◆ Bloque de texto:

1
Decía Pedro León Zapata a un turista que le contaba sus maravillosos
viajes: “Está bien, pero no me humilles”. Por casualidad vuelvo a ver Tan cerca, tan lejos, de Wim Wenders,
película sobre ángeles caídos que deben aprender a ser humanos, es decir, a
soportar la soledad. Frase tras frase fulminante me hiere, Algunos hemos caído
sólo para presenciar de lejos el genio incomunicable. Está bien, pero no me
humillen.
2
Raro es el genio longevo. La mayoría son prematuros tanto en su cegador brillo
como en su temprana partida. Pero cuál es el apuro. O no soportan el peso del
talento, o quizá peor, no aguantan la compañía de quienes no lo tienen.
3
En el último movimiento de la sinfonía de Haydn Los Adioses, cada uno de los maestros que termina su parte apaga la
luz sobre la partitura y abandona el atril. Llega el momento para una
generación en el que los intérpretes se van marchando, se notan cada vez más
los atriles vacíos, no importa si han completado o no su pieza, importa no desafinar el acorde final.

◆ Filas de datos:
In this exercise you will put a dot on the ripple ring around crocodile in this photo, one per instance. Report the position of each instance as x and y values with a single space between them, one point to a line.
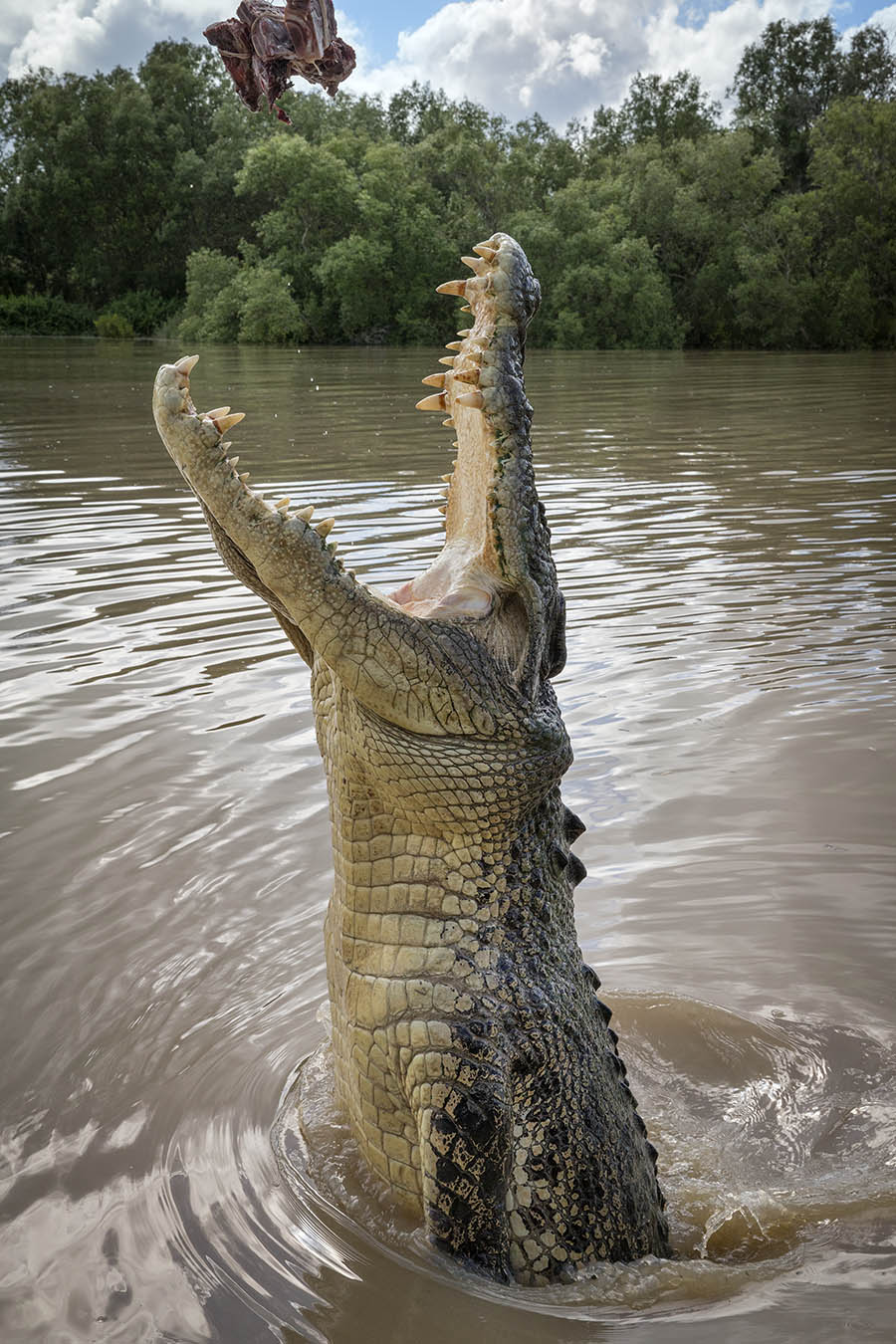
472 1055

--

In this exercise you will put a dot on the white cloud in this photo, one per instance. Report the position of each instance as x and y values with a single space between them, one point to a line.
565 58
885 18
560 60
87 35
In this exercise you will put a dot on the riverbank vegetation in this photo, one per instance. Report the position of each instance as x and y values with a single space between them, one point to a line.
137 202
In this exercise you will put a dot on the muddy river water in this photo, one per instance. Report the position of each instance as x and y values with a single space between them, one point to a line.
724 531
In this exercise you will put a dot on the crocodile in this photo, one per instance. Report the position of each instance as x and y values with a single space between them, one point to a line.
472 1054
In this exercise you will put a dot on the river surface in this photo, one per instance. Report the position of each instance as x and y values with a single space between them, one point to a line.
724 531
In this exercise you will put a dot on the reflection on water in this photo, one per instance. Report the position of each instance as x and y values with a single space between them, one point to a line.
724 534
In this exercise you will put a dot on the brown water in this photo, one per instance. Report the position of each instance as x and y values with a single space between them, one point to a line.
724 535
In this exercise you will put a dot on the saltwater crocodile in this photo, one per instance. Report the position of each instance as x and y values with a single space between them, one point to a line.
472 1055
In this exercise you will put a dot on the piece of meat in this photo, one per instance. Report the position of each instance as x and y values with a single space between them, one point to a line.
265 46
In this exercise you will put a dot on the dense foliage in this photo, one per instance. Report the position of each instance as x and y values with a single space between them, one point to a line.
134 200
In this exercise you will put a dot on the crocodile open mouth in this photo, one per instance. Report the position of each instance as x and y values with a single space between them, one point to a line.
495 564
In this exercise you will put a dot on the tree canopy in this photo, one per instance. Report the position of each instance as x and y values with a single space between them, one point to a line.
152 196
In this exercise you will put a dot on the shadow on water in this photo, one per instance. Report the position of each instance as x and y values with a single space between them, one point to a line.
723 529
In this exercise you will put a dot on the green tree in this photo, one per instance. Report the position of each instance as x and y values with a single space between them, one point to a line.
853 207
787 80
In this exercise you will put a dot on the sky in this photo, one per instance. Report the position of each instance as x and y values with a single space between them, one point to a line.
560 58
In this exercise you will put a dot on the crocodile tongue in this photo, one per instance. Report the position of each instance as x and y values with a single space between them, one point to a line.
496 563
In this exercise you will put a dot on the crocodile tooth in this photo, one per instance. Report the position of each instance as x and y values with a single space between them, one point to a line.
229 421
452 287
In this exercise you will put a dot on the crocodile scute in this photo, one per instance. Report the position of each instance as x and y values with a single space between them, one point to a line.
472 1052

---

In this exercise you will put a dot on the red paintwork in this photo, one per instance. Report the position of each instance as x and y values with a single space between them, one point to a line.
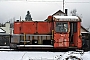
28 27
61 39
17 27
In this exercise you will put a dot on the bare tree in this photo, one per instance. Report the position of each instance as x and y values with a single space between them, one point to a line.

◆ Instrucciones de la tarea:
Escribe, por favor, lo que sigue en el texto sobre el genio, empezando después de su última frase. Los ítems son material aparte y no guardan relación con el texto sobre el genio.

◆ Respuesta:
4
Camino por el Centro para hacer alguna diligencia y veo torrentes de
niños para quienes no seremos ni un recuerdo. Pero ellos a su vez caminarán por
calles purificadas de memorias, hasta que les toque confundirse con una. La misericordia
del mundo es el olvido. Barahunda de los que vienen y los que se van.
5
¿Adónde van los que se van? Cyrano de Bergerac sostuvo que las cosas
perdidas iban a dar a la luna. Los seres perdidos caemos en la tierra. No hay otra explicación para la persistente
sensación de extrañeza, para nuestro desacomodo, nuestra desorientación,
nuestro desencuentro. Estábamos tan extraviados
en nuestro sitio de origen que nos desencontramos para venir a dar en este
rompecabezas donde todos somos extraños, raros, inadaptados, perdidos.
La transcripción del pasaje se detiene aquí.